112 anos de Luiz
Gonzaga: vida e obra do ‘Rei do Baião’
Em 13 de dezembro
de 1912, nascia o cantor, compositor e instrumentista pernambucano Luiz
Gonzaga.
Alcunhado “Rei do
Baião”, Gonzaga operou uma bem sucedida adaptação dos ritmos folclóricos e
regionais como o baião, xaxado e o xote para o circuito comercial.
Seu trabalho deu
enorme contribuição à valorização da cultura nordestina e concebendo uma
expressão musical inovadora, que teve grande influência sobre a música
brasileira.
Notabilizou-se
igualmente por suas canções antológicas, imbuídas de regionalismo lírico,
abordando com maestria o cotidiano do sertanejo, a natureza, o flagelo da seca
e os problemas sociais do Nordeste.
·
Quem
foi Luiz Gonzaga
Luiz Gonzaga nasceu
na Fazenda Caiçara, em Exu, no Sertão de Pernambuco, filho dos lavradores Januário
José dos Santos e Ana Batista de Jesus.
Ainda criança,
aprendeu a tocar o fole de oito baixos do pai e trabalhou na lavoura junto com
a família. Aos 13 anos comprou sua primeira sanfona e passou a se apresentar em
festas de casamento, forrós e bailes.
Adolescente,
apaixonou-se por Nazarena, filha de um coronel da região. Incomodado com a
origem humilde de Gonzaga, o pai da jovem proibiu o namoro.
A insistência em se
encontrar com Nazarena custou ao jovem uma surra dos pais e uma ameaça de morte
do coronel. Indignado com a situação, vendeu sua sanfona e usou o dinheiro para
fugir de casa, rumando para o Ceará.
Em Fortaleza,
Gonzaga se alistou no Exército e foi chamado a servir na Revolução de 1930 —
movimento armado que encerrou o pacto oligárquico da República Velha e culminou
com a ascensão de Getúlio Vargas à Presidência.

**INSTRUÇÕES DAS TAREFAS**
- a) Devolva do trecho sobre Luiz Gonzaga a passagem que vai de "A insistência em" até "para o Ceará.", inclusive, sem nenhuma alteração.
- b) Liste os ritmos folclóricos e regionais que, segundo o trecho sobre Luiz Gonzaga, ele adaptou para o circuito comercial.
As linhas de dados não têm relação com o trecho sobre Luiz Gonzaga.

**DADOS**
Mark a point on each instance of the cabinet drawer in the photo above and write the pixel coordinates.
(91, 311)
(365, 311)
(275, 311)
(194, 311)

**RESULTADOS DAS TAREFAS**
- a)
A insistência em se
encontrar com Nazarena custou ao jovem uma surra dos pais e uma ameaça de morte
do coronel. Indignado com a situação, vendeu sua sanfona e usou o dinheiro para
fugir de casa, rumando para o Ceará.

- b) baião, xaxado, xote